=== Begin Enclosure ===

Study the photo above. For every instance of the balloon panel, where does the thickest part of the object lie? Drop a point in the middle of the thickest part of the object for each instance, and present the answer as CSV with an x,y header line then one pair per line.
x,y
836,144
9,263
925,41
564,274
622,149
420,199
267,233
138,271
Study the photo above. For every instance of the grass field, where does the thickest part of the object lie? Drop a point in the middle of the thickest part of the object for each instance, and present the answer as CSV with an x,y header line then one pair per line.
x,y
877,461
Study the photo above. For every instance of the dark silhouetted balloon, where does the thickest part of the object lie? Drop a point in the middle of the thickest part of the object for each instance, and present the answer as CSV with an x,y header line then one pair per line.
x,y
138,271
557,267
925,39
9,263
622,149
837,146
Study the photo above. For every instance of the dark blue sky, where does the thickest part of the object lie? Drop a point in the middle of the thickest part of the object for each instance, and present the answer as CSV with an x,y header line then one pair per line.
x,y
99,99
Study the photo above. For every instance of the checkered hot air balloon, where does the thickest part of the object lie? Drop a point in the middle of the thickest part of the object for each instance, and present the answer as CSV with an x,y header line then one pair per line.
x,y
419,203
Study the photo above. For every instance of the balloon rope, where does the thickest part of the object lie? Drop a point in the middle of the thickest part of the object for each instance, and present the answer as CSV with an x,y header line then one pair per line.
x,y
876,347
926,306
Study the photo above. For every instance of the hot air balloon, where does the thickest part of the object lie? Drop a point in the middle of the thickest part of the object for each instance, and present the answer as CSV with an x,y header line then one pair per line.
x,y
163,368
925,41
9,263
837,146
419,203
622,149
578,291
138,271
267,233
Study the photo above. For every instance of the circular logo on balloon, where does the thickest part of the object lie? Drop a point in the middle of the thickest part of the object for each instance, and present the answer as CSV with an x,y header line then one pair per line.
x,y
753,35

=== End Enclosure ===

## Task instructions:
Print all of the entries exactly as they are written.

## Your response:
Study the photo above. For every instance of the balloon panel, where does the thickest part of the object lie? Drop a point in the middle of the thickest part of the object for each instance, and present the answer as CSV with an x,y header line then one pair per line.
x,y
836,144
9,263
925,41
564,274
622,149
420,199
267,233
138,271
Study the photo above. For every instance of the grass field, where does the thickest part of the object lie? Drop a point in the middle of the thickest part of the object for each instance, and present the answer as CSV with an x,y header line then one pair per line.
x,y
877,461
Study the photo above. For every instance of the dark silhouetted balloon, where does the thickest part of the object lie? Drop a point in the middle of the thickest part of the object for each instance, and present the answer as CSV with an x,y header line then one pair per line.
x,y
138,271
557,267
925,39
9,263
622,149
837,146
Study the photo above. For every instance of the dark blue sky, where does the thickest part of the object lie? Drop a point in the middle of the thickest part of the object for each instance, and present the answer as CSV with an x,y header line then one pair per line.
x,y
99,99
Study the photo above. For every instance of the checkered hot air balloon, where does the thickest part of the object lie? Drop a point in the middle of the thickest part of the object for each instance, and present the answer as CSV with an x,y header line then one pair per line.
x,y
419,203
Study the photo above. For every instance of the balloon rope, where does the thickest part of the object lie? Drop a point in the middle of the thickest part of the object for each instance, and present the answer as CSV with an x,y header line then one pair per line.
x,y
876,347
926,306
Study the photo above. For every instance of the hot air balloon, where does the thickest part of the object lie? Drop a point in the middle of the thickest part of the object for each instance, and present the answer as CSV with an x,y header line then one pair per line.
x,y
163,368
925,41
9,263
837,146
419,203
622,149
578,291
138,271
267,233
Study the photo above. For every instance of the circular logo on balloon, where does the thickest part of the object lie? Drop a point in the middle of the thickest part of the object for each instance, and present the answer as CSV with an x,y header line then one pair per line.
x,y
753,35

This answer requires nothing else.